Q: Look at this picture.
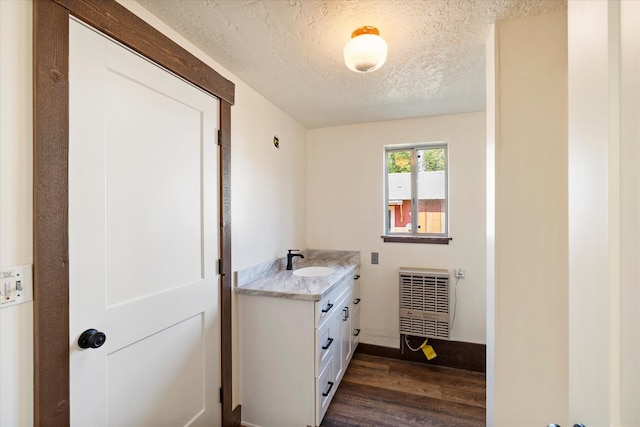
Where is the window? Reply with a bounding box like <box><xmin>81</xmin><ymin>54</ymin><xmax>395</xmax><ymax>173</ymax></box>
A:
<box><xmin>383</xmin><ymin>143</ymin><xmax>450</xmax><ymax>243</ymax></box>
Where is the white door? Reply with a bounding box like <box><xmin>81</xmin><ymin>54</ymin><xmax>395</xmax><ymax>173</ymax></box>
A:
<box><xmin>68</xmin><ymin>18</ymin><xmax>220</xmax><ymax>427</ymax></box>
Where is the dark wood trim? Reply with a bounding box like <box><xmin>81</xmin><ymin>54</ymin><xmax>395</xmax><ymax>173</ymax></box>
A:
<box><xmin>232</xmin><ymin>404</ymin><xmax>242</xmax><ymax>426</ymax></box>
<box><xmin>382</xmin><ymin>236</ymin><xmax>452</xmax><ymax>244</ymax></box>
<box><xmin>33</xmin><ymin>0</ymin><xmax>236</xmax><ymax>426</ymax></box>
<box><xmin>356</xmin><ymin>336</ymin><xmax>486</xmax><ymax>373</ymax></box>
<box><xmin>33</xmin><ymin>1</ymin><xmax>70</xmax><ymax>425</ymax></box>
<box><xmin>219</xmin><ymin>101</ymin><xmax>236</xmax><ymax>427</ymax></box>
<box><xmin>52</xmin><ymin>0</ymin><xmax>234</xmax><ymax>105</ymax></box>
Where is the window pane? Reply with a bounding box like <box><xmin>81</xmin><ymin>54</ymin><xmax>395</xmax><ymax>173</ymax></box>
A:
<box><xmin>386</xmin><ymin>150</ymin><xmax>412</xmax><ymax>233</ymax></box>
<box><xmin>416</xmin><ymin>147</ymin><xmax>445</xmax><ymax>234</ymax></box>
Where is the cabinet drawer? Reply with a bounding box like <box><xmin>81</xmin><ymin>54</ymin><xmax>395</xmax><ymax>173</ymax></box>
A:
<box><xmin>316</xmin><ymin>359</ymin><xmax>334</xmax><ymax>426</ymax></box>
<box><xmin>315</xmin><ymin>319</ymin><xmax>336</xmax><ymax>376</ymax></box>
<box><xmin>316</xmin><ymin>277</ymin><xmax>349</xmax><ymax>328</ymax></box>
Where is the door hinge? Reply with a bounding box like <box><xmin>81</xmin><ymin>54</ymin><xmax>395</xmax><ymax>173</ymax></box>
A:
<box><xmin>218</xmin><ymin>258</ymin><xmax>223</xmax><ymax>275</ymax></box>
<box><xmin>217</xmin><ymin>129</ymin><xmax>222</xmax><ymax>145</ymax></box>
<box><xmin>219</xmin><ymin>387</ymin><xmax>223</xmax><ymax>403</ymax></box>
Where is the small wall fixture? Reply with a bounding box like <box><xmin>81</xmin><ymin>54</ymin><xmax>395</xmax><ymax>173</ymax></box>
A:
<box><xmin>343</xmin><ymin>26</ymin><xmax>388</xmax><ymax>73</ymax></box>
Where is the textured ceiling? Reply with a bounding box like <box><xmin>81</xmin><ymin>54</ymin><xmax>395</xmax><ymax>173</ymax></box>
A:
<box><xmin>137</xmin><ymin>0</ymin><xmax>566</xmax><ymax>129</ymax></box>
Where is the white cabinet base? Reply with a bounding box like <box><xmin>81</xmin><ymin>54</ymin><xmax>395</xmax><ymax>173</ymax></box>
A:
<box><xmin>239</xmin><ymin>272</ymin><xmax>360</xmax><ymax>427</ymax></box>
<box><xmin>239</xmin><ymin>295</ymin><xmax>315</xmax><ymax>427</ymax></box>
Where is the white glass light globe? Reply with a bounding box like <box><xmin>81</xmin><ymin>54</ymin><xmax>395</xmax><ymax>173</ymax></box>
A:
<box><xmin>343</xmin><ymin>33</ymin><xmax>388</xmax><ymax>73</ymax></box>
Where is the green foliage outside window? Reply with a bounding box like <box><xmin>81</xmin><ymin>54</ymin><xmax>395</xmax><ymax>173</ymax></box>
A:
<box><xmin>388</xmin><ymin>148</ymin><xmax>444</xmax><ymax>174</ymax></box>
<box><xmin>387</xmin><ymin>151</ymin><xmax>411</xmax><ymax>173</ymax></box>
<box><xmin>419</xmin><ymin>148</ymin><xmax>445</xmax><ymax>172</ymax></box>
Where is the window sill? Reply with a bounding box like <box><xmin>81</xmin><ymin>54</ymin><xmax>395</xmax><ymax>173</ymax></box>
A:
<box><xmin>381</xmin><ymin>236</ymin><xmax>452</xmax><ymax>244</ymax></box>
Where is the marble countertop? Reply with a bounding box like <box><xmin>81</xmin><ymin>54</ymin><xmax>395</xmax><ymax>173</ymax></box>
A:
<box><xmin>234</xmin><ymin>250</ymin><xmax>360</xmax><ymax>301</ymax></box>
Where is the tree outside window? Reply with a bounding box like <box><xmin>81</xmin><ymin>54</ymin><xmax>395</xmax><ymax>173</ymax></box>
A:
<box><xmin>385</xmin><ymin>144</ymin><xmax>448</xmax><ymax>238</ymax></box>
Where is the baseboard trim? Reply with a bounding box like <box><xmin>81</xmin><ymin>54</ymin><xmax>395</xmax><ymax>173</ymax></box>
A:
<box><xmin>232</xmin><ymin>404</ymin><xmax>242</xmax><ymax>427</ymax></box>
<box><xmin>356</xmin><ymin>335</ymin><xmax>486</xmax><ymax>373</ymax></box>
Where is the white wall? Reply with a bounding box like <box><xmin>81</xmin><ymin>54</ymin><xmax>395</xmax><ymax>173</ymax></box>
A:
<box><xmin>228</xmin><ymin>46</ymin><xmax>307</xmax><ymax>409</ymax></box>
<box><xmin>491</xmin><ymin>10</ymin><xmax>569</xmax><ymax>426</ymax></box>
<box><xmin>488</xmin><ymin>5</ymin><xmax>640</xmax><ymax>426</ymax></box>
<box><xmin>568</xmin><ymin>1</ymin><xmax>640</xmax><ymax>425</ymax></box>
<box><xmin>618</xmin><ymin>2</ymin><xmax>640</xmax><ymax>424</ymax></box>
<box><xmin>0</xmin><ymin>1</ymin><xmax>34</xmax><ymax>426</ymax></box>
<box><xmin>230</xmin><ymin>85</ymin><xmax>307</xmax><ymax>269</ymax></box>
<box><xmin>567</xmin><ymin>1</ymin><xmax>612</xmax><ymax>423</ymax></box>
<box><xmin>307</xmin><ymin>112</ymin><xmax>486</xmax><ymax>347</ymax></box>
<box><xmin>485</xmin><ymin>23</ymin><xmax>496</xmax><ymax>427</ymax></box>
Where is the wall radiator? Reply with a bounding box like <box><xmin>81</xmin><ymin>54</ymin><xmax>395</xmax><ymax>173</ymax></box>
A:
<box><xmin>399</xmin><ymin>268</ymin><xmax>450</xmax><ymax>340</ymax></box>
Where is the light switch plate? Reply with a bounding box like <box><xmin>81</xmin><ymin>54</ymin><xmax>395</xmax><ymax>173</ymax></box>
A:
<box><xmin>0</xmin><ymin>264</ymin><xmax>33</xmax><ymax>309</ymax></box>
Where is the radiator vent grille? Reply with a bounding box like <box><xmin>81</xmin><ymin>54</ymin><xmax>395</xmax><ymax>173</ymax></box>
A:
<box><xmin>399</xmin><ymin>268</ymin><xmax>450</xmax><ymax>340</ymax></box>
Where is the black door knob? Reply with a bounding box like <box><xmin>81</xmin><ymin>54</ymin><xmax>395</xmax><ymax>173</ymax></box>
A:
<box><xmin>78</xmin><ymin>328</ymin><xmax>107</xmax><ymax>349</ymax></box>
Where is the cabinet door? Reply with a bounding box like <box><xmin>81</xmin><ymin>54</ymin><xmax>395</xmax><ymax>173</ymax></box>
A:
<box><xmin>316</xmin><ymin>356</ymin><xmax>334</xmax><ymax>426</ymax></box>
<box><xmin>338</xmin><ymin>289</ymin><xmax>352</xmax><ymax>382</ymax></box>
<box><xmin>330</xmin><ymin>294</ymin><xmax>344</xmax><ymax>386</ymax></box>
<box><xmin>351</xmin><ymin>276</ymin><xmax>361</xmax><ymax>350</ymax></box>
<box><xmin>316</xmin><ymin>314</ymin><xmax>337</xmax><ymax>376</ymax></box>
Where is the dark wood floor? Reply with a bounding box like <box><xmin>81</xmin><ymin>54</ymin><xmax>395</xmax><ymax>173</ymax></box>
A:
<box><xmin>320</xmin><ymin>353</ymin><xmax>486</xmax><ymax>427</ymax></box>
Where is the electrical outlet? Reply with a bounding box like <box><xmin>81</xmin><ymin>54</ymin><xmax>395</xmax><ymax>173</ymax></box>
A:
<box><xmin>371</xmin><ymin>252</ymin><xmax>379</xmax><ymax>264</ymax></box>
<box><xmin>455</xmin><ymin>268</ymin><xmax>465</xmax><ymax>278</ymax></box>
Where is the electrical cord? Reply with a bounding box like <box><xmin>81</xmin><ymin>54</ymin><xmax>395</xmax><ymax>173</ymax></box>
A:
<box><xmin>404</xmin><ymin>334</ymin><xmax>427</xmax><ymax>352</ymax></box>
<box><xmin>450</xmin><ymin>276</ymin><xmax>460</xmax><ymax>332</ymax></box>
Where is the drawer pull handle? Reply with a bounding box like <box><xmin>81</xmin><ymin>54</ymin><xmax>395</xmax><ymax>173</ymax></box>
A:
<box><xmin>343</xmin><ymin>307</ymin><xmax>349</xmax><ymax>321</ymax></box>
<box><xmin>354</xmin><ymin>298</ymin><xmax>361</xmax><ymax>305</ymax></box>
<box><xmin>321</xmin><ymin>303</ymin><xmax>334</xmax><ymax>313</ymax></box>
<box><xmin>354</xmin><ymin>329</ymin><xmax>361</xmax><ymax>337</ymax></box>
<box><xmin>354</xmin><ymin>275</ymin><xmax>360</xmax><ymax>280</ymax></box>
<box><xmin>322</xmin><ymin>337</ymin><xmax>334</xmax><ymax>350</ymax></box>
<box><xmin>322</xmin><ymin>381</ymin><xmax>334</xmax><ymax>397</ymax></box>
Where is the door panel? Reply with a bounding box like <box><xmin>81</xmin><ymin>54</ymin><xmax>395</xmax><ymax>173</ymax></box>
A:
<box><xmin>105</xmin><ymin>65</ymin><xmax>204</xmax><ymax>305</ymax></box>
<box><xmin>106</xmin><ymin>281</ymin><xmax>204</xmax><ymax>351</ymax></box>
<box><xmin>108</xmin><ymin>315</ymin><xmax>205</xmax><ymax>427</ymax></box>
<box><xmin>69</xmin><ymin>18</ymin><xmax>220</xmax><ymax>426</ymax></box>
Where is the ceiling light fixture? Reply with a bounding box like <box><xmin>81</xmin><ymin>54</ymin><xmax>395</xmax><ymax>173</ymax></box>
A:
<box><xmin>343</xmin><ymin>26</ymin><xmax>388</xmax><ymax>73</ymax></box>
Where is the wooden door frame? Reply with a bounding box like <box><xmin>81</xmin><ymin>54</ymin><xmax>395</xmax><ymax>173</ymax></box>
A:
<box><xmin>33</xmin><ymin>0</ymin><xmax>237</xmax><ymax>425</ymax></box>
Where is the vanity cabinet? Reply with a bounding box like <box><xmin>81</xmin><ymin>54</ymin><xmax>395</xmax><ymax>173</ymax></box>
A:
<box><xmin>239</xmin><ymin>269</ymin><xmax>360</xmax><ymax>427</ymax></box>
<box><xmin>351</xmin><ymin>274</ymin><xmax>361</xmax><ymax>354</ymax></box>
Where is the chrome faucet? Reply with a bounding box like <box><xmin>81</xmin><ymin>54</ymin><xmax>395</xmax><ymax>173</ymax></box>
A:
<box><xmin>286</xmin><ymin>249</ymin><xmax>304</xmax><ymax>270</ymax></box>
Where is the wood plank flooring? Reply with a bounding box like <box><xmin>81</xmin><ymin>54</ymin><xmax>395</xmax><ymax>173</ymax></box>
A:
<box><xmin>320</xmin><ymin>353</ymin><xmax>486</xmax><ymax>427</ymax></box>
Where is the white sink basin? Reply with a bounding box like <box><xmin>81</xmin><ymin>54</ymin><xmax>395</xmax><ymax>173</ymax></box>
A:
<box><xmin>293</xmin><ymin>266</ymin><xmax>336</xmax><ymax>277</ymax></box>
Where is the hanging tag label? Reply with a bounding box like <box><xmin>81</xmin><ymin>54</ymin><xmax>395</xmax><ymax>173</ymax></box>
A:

*****

**Exercise brief:**
Throughout the material above, find each line with "trim" and return it.

**Exercise output:**
Where is the dark wood trim? Reply with a bounding box like <box><xmin>81</xmin><ymin>54</ymin><xmax>395</xmax><ymax>173</ymax></box>
Where is the baseboard trim? Reply with a bounding box like <box><xmin>81</xmin><ymin>54</ymin><xmax>395</xmax><ymax>173</ymax></box>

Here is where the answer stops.